• Задания:
A - Перечислите всех незваных посетителей, описанных в отрывке о визитах к дому.
B - Пожалуйста, продолжите отрывок о незваных посетителях после его последнего предложения.

• Отрывок:
———
И перескакивали несколько раз. Какой-то фанатичный молодой человек сел на ступеньках нашего дома и объявил, что — никуда не уйдёт, что я — Иисус Христос, а он отныне будет проповедовать вместе со мной. И просидел на крыльце чуть не сутки, ни на чьи уговоры не поддаваясь, пока позвали полицейских, не пошёл и с ними, и они его мягко и бережно (“права человека”!) вынесли на руках и отвезли подалее. — А то взяли нас в осаду несколько молодчиков, довольно бандитского вида, привезли и на руках держали, носили какое-то несчастное уродливое существо, взрослого карлика, сына из богатейшей латиноамериканской семьи: он желал встречи со мной, чтобы начать совместно писать книгу! — То, по недосмотру, была у нас не заперта и калитка и дверь — тотчас ворвалась в дом какая-то наглая советская баба и, не скрывая враждебности, развязно нам выговаривала. — То другая женщина, тоже с русским языком, настойчиво вызывала к калитке, не хотела бросить письмо просто в почтовый ящик; взяли — рукописное письмо, от кого же? от скандально знаменитого Виктора Луи. Он, простой советский человек, лежит в цюрихском госпитале, размышляет о смысле жизни; считает, что неприятности между нами теперь уже позади — и что же? раскаивается, как разыгрывал мою слепую тётю? как закладывал мою голову под советский топор? — о нет, пишет о своих собственных лагерных страданиях в прошлом, и чтоб я очистил его от обвинений, что он продал “Раковый корпус” на Запад; а теперь он не против бы встретиться со мной после выписки из госпиталя! — А сколькие приезжали и стояли за заборчиком по грудь (всё в том же отворённом дворике соседа Гиги), и настойчиво звали меня. Среди них и очень, видать, искренние люди — и явно же подозрительные провокаторы, какие-то подставные фальшивые лица со смутными историями.
———
• Сохранённые строки набора данных:
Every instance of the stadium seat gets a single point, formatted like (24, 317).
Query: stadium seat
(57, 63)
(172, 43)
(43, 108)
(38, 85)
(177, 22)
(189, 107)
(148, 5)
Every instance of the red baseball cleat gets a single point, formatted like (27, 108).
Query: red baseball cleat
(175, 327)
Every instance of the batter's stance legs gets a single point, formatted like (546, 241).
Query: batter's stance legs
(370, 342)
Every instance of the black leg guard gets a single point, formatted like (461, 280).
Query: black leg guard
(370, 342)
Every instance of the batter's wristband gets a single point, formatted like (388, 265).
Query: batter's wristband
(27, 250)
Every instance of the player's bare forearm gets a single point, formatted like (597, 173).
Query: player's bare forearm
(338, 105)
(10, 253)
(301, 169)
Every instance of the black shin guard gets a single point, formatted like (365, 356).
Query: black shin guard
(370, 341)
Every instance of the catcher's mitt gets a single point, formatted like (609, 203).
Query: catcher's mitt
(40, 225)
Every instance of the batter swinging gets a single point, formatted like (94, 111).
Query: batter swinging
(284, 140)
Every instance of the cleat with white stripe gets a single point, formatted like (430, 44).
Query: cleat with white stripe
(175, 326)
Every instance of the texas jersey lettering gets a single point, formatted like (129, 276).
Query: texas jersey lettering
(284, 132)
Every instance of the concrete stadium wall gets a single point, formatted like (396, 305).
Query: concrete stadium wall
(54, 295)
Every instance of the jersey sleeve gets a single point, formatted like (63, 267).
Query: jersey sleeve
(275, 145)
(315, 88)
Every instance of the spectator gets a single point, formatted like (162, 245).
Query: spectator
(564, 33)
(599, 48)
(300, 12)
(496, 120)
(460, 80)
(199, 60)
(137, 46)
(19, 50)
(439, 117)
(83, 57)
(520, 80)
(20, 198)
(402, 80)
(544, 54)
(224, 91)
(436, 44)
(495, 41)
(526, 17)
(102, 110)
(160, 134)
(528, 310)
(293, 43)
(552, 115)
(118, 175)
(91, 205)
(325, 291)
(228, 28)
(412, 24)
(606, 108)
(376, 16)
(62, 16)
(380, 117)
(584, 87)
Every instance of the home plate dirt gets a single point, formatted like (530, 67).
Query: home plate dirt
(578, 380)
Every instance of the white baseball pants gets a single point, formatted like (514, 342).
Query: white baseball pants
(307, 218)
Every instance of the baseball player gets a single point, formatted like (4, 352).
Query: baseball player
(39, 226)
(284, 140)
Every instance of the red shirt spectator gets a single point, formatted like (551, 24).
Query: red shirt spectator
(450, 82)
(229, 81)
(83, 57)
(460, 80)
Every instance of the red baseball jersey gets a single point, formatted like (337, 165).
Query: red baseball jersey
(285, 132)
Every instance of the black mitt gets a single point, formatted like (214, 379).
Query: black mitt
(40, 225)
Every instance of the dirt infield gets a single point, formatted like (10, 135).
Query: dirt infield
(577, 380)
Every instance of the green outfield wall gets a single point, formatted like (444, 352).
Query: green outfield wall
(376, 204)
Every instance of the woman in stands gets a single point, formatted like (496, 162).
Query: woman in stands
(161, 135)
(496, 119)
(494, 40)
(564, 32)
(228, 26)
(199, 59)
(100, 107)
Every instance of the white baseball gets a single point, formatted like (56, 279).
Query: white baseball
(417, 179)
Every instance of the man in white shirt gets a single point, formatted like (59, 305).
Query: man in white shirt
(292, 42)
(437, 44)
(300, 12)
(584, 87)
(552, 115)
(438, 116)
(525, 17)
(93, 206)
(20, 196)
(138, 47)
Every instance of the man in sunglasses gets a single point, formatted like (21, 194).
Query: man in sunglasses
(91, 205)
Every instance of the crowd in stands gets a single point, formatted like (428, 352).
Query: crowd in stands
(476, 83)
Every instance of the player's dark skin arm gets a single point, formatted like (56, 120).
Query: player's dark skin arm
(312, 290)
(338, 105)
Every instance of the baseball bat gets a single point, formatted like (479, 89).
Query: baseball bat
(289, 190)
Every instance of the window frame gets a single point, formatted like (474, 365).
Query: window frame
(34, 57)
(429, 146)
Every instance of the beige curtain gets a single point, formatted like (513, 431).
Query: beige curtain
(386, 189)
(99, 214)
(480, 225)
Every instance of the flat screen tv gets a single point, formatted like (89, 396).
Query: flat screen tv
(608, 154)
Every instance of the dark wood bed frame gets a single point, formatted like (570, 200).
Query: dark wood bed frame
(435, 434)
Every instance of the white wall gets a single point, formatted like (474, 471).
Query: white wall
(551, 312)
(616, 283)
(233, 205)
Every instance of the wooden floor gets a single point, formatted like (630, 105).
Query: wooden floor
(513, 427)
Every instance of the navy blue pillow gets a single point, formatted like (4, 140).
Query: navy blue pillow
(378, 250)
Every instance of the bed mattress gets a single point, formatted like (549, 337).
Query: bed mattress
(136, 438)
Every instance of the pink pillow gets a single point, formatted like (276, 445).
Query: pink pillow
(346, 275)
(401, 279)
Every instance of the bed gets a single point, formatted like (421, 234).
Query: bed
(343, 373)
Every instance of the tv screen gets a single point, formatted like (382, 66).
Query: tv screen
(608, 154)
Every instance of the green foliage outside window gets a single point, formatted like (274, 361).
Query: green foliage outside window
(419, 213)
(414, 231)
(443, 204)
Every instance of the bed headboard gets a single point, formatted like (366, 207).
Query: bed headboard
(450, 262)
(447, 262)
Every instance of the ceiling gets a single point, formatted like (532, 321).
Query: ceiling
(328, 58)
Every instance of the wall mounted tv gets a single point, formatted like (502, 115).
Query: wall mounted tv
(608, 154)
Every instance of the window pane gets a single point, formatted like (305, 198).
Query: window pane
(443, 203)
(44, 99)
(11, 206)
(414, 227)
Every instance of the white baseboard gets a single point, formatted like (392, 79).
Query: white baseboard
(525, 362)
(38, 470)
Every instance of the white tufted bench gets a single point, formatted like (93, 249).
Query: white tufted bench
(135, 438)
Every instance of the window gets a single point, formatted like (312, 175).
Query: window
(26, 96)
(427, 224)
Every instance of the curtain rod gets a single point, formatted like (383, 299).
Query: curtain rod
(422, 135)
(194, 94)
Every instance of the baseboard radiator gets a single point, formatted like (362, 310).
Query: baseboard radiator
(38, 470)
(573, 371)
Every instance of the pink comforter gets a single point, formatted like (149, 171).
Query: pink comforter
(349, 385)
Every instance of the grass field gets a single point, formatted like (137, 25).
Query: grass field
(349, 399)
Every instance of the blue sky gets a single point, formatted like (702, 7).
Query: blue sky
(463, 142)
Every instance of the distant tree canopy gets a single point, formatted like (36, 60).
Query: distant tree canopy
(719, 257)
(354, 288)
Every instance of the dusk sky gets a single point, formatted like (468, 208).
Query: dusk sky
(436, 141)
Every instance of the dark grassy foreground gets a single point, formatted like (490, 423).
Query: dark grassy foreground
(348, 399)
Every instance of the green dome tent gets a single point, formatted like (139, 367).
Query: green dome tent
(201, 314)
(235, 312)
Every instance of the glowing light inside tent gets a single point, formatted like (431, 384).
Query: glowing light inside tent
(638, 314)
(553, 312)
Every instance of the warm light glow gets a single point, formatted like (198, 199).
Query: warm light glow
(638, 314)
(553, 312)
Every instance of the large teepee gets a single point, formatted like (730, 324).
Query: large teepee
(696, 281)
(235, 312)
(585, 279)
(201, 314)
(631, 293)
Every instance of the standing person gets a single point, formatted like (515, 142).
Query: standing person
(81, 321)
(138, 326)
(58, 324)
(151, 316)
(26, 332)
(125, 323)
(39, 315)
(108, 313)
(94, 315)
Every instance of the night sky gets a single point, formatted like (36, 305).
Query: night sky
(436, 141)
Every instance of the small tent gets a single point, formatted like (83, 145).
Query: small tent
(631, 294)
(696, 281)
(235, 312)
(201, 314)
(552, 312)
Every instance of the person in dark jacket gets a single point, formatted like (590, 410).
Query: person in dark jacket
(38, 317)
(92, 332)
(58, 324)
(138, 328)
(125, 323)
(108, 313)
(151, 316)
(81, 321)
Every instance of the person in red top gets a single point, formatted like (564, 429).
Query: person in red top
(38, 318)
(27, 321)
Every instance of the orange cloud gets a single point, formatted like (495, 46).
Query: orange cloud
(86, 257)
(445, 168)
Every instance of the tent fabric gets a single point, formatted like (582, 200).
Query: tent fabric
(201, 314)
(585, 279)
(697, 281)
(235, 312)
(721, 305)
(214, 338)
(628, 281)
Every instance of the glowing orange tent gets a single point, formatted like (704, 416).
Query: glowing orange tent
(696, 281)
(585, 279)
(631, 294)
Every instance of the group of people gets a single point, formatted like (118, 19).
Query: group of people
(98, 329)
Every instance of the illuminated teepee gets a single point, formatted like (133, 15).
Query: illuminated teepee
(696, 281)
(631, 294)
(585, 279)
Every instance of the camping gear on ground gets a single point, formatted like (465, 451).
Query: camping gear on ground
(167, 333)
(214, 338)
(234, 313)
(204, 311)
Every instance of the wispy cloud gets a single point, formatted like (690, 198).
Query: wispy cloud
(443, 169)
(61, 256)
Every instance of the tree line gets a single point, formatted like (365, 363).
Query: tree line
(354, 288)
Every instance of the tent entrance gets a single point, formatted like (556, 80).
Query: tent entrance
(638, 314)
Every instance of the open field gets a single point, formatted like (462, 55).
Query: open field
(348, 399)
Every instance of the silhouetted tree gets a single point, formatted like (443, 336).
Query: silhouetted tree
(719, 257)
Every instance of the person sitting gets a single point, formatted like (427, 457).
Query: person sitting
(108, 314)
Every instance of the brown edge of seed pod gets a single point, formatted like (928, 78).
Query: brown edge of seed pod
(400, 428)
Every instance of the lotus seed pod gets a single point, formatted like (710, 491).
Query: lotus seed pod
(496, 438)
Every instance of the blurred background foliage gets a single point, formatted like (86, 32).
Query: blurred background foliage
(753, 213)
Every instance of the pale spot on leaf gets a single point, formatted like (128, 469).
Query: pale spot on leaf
———
• Ответы:
A -
1. Фанатичный молодой человек сел на ступеньках, объявил автора Иисусом Христом и просидел на крыльце чуть не сутки.
2. Несколько молодчиков бандитского вида принесли на руках взрослого карлика из богатейшей латиноамериканской семьи.
3. Наглая советская баба ворвалась в незапертый дом.
4. Другая женщина, тоже с русским языком, вызывала к калитке, чтобы передать рукописное письмо от Виктора Луи.
5. Многие приезжали, стояли за заборчиком во дворике соседа Гиги и звали автора. Среди них были и искренние люди, и подозрительные провокаторы.

B -
А ещё же приезжали посетители, с письменным заранее моим согласием или без, которых я приглашал беседовать в дом. Тут был и казачий вождь В. Глазков (я не сразу разобрался, что он сепаратист-казакиец: “Казакия” — отдельная от России страна). То, по созвучию, немецкий филолог Вольфганг Казак, сидевший в СССР в лагерях военнопленных, с тех пор вовлекшийся и в русский язык, затем и в русскую литературу. То — неугомонная Патриция Блейк, из ведущих американских журналисток, три года назад швырнувшая в мир, к нашему ужасу, подслушанную ею тайну, что есть такой “Архипелаг ГУЛАГ” и уже переводится на английский! Теперь она желала писать мою биографию. — И американские слависты. И та самая графиня Олсуфьева из Рима, о которой когда-то на Поварской сладко повествовали мне в Союзе писателей, — а теперь она приехала доказывать мне отзывами итальянских профессоров, что её за три месяца сделанный итальянский перевод “Архипелага” — превосходного качества. (А оказался — совсем плох.) И приезжали тщеславные эмигрантские пары, чтобы только отметиться, что были у меня. А бывали — и самые славные старики, и с важными свидетельствами о прошлом, и надо бы плотно заняться ими, да нет времени.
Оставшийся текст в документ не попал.